--- ENTRIES PROVIDED ---
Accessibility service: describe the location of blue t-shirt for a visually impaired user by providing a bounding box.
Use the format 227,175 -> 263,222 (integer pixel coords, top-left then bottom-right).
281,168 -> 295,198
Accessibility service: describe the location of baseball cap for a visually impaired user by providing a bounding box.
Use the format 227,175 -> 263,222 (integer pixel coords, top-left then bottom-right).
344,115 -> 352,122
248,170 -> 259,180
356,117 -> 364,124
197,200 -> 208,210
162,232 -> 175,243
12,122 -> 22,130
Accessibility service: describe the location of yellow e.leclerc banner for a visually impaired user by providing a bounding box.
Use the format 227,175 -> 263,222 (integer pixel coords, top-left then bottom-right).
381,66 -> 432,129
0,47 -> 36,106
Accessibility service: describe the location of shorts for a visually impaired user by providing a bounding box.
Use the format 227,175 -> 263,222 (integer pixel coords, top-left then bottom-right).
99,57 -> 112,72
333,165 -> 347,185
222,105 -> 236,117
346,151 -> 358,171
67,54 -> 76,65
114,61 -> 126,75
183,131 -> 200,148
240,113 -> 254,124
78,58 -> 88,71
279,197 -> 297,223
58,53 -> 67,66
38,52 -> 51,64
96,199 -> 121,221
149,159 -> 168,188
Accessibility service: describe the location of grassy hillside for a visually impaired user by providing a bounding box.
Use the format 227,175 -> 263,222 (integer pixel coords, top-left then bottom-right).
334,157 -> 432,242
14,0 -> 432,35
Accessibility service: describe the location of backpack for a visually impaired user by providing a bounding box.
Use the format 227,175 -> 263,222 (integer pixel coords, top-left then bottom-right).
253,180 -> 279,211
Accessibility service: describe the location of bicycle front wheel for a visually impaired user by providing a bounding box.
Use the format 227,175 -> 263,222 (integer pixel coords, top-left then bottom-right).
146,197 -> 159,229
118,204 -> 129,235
---
Convert every entry above into a JSON array of strings, one string per line, skipping blank lines.

[
  "Accessibility service: describe the location of blue t-shirt for a visually impaired user by providing a bounding box.",
  "Use the format 227,175 -> 263,222 (integer pixel coords, top-left then bottom-right).",
  "281,168 -> 295,198",
  "Accessibility service: describe the location of baseball cap for a visually impaired user by providing a bounding box.",
  "Use the format 227,175 -> 263,222 (integer pixel coords, top-left then bottom-right).",
  "344,115 -> 352,122",
  "248,170 -> 259,180",
  "356,117 -> 364,124",
  "197,200 -> 208,210",
  "162,232 -> 175,243",
  "12,122 -> 22,130",
  "Accessibility service: describe the location of yellow e.leclerc banner for a visually impaired user by providing a bounding box.",
  "Use the format 227,175 -> 263,222 (integer pixel coords, top-left then bottom-right).",
  "381,66 -> 432,129",
  "0,47 -> 36,106",
  "Accessibility service: describe the location of shorts for a visually impaired user by providing a bounding box.",
  "Use the format 227,175 -> 263,222 (integer pixel coords, top-left then bottom-right).",
  "99,57 -> 112,72",
  "333,165 -> 347,185",
  "222,105 -> 236,117",
  "346,151 -> 358,171",
  "67,54 -> 76,65",
  "114,61 -> 126,75",
  "183,131 -> 200,148",
  "240,113 -> 254,124",
  "78,58 -> 88,71",
  "279,197 -> 297,223",
  "58,53 -> 67,66",
  "38,52 -> 51,64",
  "96,199 -> 121,221",
  "149,159 -> 168,188",
  "Accessibility service: describe the location of grassy hillside for a visually impaired user by providing a bounding box.",
  "Use the format 227,175 -> 263,222 (integer pixel coords, top-left then bottom-right).",
  "334,157 -> 432,242",
  "14,0 -> 432,35",
  "Accessibility service: describe the location of backpack for a visually impaired user by providing a bounding box.",
  "Use the format 227,175 -> 263,222 (integer pixel coords, top-left then bottom-right).",
  "253,180 -> 279,211",
  "Accessibility service: describe the location of bicycle front wheel for a visually impaired user by providing a bounding box.",
  "Use the format 227,175 -> 263,222 (integer pixel coords, top-left then bottom-right).",
  "146,197 -> 159,229",
  "118,204 -> 129,235"
]